Starting from the line containing "For every instance of the city", write out every remaining line exactly, the last one included.

Collected data
::::::
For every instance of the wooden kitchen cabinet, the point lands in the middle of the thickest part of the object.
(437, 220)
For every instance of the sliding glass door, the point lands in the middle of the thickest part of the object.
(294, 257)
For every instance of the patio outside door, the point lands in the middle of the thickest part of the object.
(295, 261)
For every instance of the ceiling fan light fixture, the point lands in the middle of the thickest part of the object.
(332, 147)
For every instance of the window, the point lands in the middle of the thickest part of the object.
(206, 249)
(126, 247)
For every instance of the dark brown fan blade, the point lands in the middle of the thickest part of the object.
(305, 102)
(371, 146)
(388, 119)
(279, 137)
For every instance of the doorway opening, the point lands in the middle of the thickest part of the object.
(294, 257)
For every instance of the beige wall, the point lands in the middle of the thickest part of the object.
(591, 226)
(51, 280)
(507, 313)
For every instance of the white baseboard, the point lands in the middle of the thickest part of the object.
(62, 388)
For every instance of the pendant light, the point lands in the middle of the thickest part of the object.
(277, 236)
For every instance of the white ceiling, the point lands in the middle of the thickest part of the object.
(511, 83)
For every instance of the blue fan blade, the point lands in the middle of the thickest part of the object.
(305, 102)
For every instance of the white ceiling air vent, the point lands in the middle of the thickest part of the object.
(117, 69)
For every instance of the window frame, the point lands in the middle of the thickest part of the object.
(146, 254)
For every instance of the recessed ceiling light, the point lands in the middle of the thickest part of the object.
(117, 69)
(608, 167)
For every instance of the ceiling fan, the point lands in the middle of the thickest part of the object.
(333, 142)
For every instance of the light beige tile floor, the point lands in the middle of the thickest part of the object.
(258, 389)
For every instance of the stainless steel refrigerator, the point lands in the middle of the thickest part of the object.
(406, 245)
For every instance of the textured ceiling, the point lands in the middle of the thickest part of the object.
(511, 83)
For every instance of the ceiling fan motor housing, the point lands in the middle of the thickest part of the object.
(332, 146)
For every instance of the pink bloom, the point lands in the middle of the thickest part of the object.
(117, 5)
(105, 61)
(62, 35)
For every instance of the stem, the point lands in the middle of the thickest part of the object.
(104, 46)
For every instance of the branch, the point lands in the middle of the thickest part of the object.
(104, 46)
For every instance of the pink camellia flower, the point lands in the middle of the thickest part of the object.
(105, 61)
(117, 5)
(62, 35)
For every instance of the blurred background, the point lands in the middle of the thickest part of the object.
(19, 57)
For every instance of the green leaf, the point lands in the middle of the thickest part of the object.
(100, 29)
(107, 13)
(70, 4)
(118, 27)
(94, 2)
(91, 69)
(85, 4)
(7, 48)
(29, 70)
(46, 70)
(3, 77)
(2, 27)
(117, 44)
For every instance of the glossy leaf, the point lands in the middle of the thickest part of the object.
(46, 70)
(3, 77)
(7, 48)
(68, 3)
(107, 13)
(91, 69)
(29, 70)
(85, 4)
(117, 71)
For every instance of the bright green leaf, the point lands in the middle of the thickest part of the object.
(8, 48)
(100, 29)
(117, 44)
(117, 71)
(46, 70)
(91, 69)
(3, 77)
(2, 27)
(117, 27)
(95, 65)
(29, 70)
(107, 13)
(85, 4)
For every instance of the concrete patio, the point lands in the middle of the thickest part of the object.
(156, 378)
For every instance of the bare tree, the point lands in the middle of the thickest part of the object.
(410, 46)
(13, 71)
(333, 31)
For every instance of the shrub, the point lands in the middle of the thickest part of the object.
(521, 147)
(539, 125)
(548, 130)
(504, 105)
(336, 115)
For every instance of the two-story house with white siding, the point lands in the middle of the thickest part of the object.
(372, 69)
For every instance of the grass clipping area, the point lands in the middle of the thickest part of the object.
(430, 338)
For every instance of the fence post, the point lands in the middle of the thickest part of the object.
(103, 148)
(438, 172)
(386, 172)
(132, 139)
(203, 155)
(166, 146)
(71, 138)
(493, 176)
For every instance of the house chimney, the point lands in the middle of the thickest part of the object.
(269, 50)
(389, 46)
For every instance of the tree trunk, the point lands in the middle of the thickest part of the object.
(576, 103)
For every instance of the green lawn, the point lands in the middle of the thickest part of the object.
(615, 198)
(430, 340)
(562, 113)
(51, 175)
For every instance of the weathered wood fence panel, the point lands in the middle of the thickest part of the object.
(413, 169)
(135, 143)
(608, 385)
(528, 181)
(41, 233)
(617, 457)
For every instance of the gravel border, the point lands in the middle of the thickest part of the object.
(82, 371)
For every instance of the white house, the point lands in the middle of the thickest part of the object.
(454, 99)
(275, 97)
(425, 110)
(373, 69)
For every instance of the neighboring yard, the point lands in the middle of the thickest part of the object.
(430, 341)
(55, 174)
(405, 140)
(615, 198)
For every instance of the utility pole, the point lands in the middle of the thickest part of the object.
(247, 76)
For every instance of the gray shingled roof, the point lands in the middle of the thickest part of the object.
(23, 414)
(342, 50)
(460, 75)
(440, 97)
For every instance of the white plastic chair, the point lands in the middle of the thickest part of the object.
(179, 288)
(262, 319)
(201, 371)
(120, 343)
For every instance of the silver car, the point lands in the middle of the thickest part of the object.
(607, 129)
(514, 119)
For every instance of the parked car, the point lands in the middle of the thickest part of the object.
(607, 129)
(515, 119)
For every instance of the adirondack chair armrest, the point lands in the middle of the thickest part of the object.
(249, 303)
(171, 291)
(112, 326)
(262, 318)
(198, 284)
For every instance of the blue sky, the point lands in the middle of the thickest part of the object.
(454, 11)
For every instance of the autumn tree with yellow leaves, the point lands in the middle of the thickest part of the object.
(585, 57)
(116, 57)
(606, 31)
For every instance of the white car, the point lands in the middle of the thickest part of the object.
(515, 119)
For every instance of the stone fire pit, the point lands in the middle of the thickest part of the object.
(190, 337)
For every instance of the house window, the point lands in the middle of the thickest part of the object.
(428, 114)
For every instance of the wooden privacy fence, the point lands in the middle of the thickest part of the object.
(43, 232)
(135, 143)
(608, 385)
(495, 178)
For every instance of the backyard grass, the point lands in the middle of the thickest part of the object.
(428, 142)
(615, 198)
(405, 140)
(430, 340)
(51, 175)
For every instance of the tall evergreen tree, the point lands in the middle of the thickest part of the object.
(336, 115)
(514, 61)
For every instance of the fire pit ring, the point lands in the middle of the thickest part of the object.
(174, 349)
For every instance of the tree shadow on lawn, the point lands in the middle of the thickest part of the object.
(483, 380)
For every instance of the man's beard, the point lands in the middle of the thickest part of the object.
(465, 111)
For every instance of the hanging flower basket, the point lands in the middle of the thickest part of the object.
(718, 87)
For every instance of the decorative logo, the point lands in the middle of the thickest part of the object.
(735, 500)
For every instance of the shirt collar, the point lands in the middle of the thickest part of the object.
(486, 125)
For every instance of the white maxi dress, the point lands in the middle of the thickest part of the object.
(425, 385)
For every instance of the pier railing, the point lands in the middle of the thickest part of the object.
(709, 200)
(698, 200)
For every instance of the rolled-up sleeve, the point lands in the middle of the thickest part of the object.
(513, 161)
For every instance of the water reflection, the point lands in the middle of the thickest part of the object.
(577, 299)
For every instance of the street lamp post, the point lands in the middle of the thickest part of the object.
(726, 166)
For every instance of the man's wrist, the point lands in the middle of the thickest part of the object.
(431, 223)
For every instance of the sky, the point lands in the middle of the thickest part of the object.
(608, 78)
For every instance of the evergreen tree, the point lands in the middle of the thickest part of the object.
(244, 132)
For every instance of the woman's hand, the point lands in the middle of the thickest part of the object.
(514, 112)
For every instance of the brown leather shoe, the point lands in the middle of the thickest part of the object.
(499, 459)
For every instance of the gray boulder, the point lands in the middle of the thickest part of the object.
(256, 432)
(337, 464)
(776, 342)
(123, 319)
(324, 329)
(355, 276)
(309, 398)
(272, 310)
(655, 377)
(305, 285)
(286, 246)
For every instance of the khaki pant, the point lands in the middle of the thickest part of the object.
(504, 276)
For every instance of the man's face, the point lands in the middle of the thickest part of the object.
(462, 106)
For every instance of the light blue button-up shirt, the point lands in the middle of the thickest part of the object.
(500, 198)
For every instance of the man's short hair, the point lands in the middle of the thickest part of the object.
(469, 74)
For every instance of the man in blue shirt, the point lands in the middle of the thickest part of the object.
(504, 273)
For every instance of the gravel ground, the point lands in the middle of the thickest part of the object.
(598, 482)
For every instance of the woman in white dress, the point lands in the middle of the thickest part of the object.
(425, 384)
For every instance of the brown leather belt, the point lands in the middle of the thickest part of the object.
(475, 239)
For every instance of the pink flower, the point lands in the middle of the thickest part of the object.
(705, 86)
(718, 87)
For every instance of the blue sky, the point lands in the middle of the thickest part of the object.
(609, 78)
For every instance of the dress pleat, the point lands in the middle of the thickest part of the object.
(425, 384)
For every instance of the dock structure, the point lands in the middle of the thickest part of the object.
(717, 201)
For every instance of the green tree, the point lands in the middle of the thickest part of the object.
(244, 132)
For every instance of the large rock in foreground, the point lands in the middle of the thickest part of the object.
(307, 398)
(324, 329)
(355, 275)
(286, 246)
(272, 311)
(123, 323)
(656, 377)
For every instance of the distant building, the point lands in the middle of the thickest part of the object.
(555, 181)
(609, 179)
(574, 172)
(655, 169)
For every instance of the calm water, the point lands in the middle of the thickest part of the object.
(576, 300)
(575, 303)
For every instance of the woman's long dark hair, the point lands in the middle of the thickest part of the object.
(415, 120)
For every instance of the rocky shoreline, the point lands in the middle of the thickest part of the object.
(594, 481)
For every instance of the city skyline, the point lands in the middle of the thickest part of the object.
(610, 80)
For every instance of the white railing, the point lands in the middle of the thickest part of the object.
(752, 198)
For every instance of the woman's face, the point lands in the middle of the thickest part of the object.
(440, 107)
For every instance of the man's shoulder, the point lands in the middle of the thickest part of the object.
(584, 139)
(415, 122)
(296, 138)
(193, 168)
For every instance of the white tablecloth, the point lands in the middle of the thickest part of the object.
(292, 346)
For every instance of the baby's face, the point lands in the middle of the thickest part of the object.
::::::
Output below
For every instance of the city skyline, the point lands in the middle of the thickest part of the object.
(610, 80)
For every instance of the white railing, the point lands in the middle of the thickest part of the object.
(752, 198)
For every instance of the woman's face, the point lands in the middle of the thickest part of the object.
(440, 107)
For every instance of the man's shoulder, the point lands in the middle of the thickest part of the object.
(584, 139)
(415, 122)
(296, 138)
(193, 168)
For every instance of the white tablecloth, the point lands in the middle of the thickest part of the object.
(292, 346)
For every instance of the baby's face, the point lands in the middle of the thickest part of the object.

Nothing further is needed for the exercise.